BEGIN Page excerpt
What are ‘rail/work corridors’? Currently, mobile and data coverage on rail corridors is quite patchy. While there is free Wi-Fi on the Brisbane bus fleet, people on trains don’t enjoy the same coverage.
When passengers are travelling into Brisbane by train from the Sunshine Coast or Gold Coast, they can use that time to work and be productive only if they are connected. Therefore, rather than it only being a ‘rail corridor’, it becomes a rail/work corridor’.
This, in turn, provides a far better argument for people to utilise that public service offering.
“There’s also a segment of the Deal focussing on data-driven Road Safety mapping,” Gales said. “We talk about the road safety death toll being unacceptable. Data mapping will allow a more holistic view across the region in terms of where our safety hotspots are and how we deal with them.
“If we can get crash data in real time it will be powerful information, because at the minute we are relying on the police service pulling that data. Sometimes it can take a long time, depending on the type of crash, to get to a stage where we understand what’s happening on the road.”
Improvements across all transport corridors between the major population centres brings choice. With choice comes a deeper comfort with the post-COVID working environment that involves flexibility of place and time of work, as well as a greater appreciation of travel time as potential productivity time.
Rather than something that must be endured before and after work, stealing away from personal time, the act of travelling to and from the office can instead be considered work time, potentially meaning less hours in the office.
“That’s how this all translates into a different way of approaching engineering,” Gales said. “Rather than starting with a plan, such as a transport plan, we start with the final goal of supporting the region to be more liveable. We then engineer that goal.
“There’s now more of a requirement to be more holistic and to recognise the complex relationship engineering has with climate change, with post-COVID lifestyle, and with connection.”
Is the SEQ City Deal enough?
While the SEQ City Deal is a positive step forward for those in the region, it could do more to commit to sustainability in terms of climate change and liveability, said Fellow and Chartered engineer Dr Helen Fairweather FIEAust CPEng, Senior Lecturer, Environmental Engineering at University of the Sunshine Coast.
“We’ve come to a point in society where we’ve identified that we cannot continue down the business-as-usual route,” she said. “Having documentation that recognises that is important. Having said that, I’m not sure that this document does that to the extent required.”
It would be useful for such a document to include an explanation of how sustainability success will be measured, Fairweather said. Perhaps sustainability-measurement tools developed by Infrastructure Australia could be utilised.
“It’s the same as doing a financial model,” she explained. “There are up-front costs and then there are ongoing costs to future generations. Sustainability should be no different.”
The idea of changing the infrastructure experience, of creating smart cities and connected transport systems, is a thrilling one, Fairweather said. But it’s vital that planners and engineers don’t leave behind the people who most need a liveability boost.
“Liveability is an interesting concept,” she said. “I have recently become aware of the desperate situation for hundreds of people in SEQ in a low socioeconomic bracket. For them, liveability is finding somewhere to put up a tent. That is all they can afford. Real liveability in this region must be about everyone having their basic needs met, including a hard roof above their head.
“So I believe the intent of the SEQ City Plan is good. I just don’t think it goes far enough in terms of ensuring that an authentic sustainable approach is taken.”
END Page excerpt
BEGIN Data for analysis
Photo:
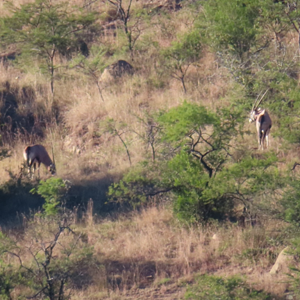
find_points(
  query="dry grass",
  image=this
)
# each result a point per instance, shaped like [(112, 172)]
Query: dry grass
[(150, 249)]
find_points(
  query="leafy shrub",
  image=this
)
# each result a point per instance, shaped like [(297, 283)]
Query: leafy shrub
[(52, 190), (217, 288)]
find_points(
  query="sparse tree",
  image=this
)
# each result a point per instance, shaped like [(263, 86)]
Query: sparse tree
[(41, 30), (181, 55), (124, 12)]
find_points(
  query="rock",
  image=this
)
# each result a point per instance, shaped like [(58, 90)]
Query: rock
[(282, 262)]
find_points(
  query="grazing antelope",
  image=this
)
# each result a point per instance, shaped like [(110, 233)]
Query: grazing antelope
[(35, 155), (263, 122)]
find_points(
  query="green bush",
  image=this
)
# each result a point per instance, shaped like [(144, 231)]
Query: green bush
[(217, 288), (52, 190)]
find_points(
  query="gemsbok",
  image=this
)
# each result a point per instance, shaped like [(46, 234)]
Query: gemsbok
[(35, 155), (263, 122)]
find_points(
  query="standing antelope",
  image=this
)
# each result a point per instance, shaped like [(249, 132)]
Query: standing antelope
[(263, 122), (37, 154)]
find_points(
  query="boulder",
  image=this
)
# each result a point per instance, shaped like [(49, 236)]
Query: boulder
[(116, 70)]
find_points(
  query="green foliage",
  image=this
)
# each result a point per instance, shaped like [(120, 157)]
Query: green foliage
[(52, 190), (196, 164), (41, 29), (181, 54), (291, 202), (232, 24), (217, 288), (54, 256)]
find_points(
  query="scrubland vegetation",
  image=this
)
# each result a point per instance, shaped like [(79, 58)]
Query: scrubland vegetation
[(161, 190)]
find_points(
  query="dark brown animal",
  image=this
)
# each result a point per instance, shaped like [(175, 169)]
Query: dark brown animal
[(263, 123), (35, 155)]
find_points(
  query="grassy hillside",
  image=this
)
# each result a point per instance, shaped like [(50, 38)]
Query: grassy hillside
[(144, 213)]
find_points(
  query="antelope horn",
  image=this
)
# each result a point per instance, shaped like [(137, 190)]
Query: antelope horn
[(53, 155), (256, 100), (261, 98)]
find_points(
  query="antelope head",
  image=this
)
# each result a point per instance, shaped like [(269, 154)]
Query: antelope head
[(256, 111)]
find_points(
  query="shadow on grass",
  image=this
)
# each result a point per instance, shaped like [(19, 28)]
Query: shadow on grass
[(17, 202)]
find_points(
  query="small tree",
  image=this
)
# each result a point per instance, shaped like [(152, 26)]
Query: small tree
[(49, 255), (181, 55), (93, 67), (115, 129), (231, 24), (196, 164), (124, 12), (52, 190), (43, 29)]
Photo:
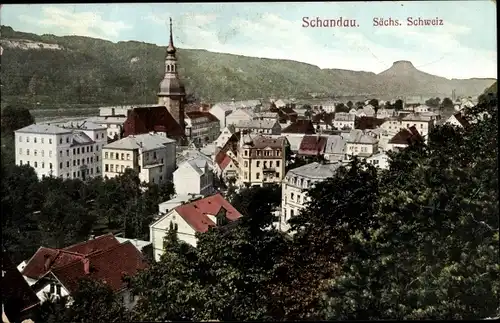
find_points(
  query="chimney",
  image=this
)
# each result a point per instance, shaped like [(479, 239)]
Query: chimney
[(86, 266), (46, 264)]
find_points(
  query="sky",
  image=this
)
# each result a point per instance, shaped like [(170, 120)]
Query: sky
[(464, 46)]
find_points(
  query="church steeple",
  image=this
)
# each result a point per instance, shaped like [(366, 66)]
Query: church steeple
[(171, 47)]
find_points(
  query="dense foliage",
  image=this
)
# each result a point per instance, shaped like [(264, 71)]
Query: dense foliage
[(416, 241), (88, 71)]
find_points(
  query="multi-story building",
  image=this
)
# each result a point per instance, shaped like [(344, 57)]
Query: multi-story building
[(268, 127), (71, 150), (261, 160), (201, 127), (295, 182), (151, 155)]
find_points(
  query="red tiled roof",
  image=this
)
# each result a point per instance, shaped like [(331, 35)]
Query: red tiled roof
[(312, 145), (223, 164), (36, 266), (300, 126), (461, 119), (156, 118), (201, 114), (108, 266), (364, 123), (17, 296), (406, 136), (195, 213)]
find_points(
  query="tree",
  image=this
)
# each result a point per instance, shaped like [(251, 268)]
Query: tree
[(95, 302), (438, 207), (14, 118), (176, 298)]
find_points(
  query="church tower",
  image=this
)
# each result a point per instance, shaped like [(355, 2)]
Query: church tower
[(172, 94)]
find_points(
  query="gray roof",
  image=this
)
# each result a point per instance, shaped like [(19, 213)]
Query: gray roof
[(106, 120), (228, 106), (335, 144), (343, 116), (148, 141), (80, 138), (44, 129), (83, 125), (315, 170), (256, 124), (356, 136)]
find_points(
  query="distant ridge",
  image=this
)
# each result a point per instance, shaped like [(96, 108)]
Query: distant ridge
[(79, 69)]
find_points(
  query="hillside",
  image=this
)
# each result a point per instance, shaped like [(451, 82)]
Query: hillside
[(74, 69)]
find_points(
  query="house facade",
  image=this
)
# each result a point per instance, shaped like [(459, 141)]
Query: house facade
[(195, 216), (66, 151), (267, 127), (261, 160), (151, 155), (55, 272), (295, 182), (194, 176), (201, 127)]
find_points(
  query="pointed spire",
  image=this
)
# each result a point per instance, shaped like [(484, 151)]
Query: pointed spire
[(171, 47)]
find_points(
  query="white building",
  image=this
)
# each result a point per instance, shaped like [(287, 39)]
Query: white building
[(344, 120), (68, 151), (194, 176), (189, 218), (151, 155), (295, 182), (224, 136)]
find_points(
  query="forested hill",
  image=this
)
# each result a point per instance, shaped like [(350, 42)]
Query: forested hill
END Data for analysis
■ **Exercise tasks**:
(a) Translate this sentence from the SEQ City Deal article into Spanish: "Improvements across all transport corridors between the major population centres brings choice."
(b) From the SEQ City Deal article, return the passage starting with "While the SEQ" and going on through "could be utilised.".

■ **Answers to the exercises**:
(a) Las mejoras en todos los corredores de transporte entre los principales centros de población brindan opciones.

(b)
While the SEQ City Deal is a positive step forward for those in the region, it could do more to commit to sustainability in terms of climate change and liveability, said Fellow and Chartered engineer Dr Helen Fairweather FIEAust CPEng, Senior Lecturer, Environmental Engineering at University of the Sunshine Coast.
“We’ve come to a point in society where we’ve identified that we cannot continue down the business-as-usual route,” she said. “Having documentation that recognises that is important. Having said that, I’m not sure that this document does that to the extent required.”
It would be useful for such a document to include an explanation of how sustainability success will be measured, Fairweather said. Perhaps sustainability-measurement tools developed by Infrastructure Australia could be utilised.